--- start SOURCE DATA ---

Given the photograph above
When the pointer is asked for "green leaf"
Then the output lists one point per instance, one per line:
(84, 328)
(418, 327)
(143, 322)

--- end SOURCE DATA ---

* EXERCISE AIM:
Convert the lines above into a JSON list of strings with one string per line, leaving out any blank lines.

* SOLUTION TO THE EXERCISE:
[
  "Given the photograph above",
  "When the pointer is asked for \"green leaf\"",
  "Then the output lists one point per instance, one per line:",
  "(84, 328)",
  "(418, 327)",
  "(143, 322)"
]